- **Lista de tareas**
1. Responde según el texto sobre la jornada de doña Lorena:
(a) ¿Cuántos tintos despacha en promedio al día?
(b) ¿A qué hora llega Tatiana Barrera?
(c) ¿Cuánto paga doña Lorena de arriendo al IPES?
2. ¿Qué componentes tiene el especial de la semana, la parrillada del sábado, según el texto sobre la jornada de doña Lorena? Nómbralos todos.
3. Devuelve sin cambios el tramo del texto sobre la jornada de doña Lorena que va desde "Su esposo, Alberto Efraín" hasta "en ambas manos.".

A las cinco y media de la mañana ya está instalada en su negocio para poner a funcionar la greca con el tinto mañanero que a diario demanda su clientela, elaborar los comestibles de vitrina, arepas y pasteles de yuca. Las empanadas es lo único que compra a un proveedor de confianza. Luego viene la preparación del caldo con costilla, la changua, el jugo de naranja, los huevos al gusto, el café, el milo y el chocolate, y lo que pidan los comensales en el transcurso del día.

En el día despacha un promedio de 300 tintos, a $600. El perico o pintado, tiene un costo de $1.200.

A las diez y treinta de la mañana, luego de dejar limpio y en orden el menaje y los trebejos del desayuno, llega Tatiana Barrera, la buena mujer que le ayuda en parte con la preparación del almuerzo, pero sobre todo con el envío de los pedidos a domicilio de los corrientazos: a $6.000, con sopa, y a $5.000, bandeja con jugo.

Hay clientes que prefieren almorzar directamente en el puesto. Y para ello hay butacas disponibles.

Hoy, por ejemplo, el menú cantado es pechuga a la plancha, arroz, papa, guacamole, y jugo de maracuyá. Pero ese menú varía entre antojos caseros como fríjoles con carne frita, pollo con verduras, puré de papa con albóndigas, entre otras opciones, para rematar el sábado con el especial de la semana, el de mayor demanda, representado en la parrillada con costilla de cerdo, longaniza, morcilla, papa salada, guacamole y limonada de panela. Y para una buena digestión: infusión de frutas y hierbas aromáticas.

Su esposo, Alberto Efraín León Álvarez, de 58 años, ex funcionario de la Notaría 31, aún desempleado, le ayuda con el trasteo de los implementos de cocina, ya que doña Lorena no puede hacer fuerza porque está operada del túnel del carpo en ambas manos.

A las seis y media de la tarde, una vez el negocio queda aseado y en orden, se dispone a cerrar, y a emprender el retorno a casa, compartir la cena con su marido y su hija Alexandra, comprar lo que haga falta para el día siguiente, alistar ropa, y buscar almohada a eso de las diez de la noche, para recomenzar una rutina de casi diez años, con los primeros destellos del alba.

El domingo es para el descanso absoluto, algo de televisión, y reparar todas las horas de sueño que invierte madrugando entre semana, porque la jornada es fatigosa y larga, y todo el tiempo permanece parada.

Al IPES, doña Lorena le paga de arriendo $70.000 mensuales, más el alquiler de la vivienda, que son $700.000, esto agregado a la ayuda económica que no rebaja para su hijo, el militar, y una cuota fija concertada con sus seis hermanos, destinada a la manutención, la salud y los medicamentos de su señora madre.

- **Material mostrado**
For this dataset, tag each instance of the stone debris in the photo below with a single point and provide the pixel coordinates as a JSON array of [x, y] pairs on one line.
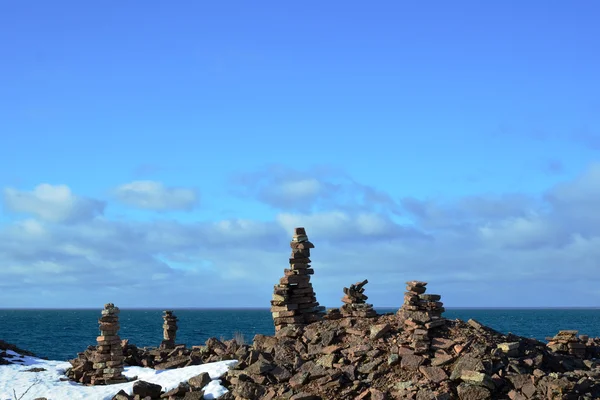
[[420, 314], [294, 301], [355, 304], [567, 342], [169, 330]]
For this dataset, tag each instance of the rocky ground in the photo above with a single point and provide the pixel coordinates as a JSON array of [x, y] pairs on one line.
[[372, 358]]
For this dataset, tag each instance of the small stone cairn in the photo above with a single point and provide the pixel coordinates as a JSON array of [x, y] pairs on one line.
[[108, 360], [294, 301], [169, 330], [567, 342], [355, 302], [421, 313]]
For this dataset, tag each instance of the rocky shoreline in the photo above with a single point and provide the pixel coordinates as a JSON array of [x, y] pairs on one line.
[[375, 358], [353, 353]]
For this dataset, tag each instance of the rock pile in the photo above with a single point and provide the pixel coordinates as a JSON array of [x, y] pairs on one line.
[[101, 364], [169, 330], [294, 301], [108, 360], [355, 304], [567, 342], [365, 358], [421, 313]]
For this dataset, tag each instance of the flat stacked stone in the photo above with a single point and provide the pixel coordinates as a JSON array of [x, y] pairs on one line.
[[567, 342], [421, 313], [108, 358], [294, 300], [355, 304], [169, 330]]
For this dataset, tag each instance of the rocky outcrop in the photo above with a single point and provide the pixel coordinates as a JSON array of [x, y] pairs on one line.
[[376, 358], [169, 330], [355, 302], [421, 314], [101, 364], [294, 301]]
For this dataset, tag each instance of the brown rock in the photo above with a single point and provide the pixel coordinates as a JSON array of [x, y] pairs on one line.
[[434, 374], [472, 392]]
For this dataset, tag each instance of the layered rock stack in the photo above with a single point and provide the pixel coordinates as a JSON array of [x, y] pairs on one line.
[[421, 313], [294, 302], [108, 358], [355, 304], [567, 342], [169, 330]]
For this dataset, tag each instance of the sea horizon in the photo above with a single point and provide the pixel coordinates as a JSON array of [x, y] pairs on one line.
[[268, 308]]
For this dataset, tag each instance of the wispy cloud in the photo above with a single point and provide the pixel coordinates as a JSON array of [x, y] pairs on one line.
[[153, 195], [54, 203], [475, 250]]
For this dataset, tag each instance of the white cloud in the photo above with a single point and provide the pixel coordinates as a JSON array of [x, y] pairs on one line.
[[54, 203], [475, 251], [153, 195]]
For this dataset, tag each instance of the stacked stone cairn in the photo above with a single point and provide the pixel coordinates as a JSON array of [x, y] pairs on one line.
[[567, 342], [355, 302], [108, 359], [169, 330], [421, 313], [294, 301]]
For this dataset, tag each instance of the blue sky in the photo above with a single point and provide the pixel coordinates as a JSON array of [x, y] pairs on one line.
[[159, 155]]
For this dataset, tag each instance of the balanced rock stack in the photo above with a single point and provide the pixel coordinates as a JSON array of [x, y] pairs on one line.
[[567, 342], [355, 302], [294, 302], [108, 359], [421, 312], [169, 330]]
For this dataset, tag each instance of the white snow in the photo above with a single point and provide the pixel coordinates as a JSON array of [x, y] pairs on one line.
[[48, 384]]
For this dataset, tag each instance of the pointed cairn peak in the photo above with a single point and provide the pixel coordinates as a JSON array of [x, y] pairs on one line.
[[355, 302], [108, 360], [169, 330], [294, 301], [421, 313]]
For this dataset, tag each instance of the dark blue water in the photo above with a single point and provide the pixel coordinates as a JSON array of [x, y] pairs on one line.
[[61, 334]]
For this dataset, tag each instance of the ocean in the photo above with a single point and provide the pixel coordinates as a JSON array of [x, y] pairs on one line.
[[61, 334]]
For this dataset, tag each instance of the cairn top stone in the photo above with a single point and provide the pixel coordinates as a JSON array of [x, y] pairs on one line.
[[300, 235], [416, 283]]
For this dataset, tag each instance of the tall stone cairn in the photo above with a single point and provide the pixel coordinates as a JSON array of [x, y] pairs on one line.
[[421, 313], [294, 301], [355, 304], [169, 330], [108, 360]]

- **Respuestas del ejercicio**
1.
(a) Un promedio de 300 tintos.
(b) A las diez y treinta de la mañana.
(c) $70.000 mensuales.

2. Costilla de cerdo, longaniza, morcilla, papa salada, guacamole y limonada de panela.

3.
Su esposo, Alberto Efraín León Álvarez, de 58 años, ex funcionario de la Notaría 31, aún desempleado, le ayuda con el trasteo de los implementos de cocina, ya que doña Lorena no puede hacer fuerza porque está operada del túnel del carpo en ambas manos.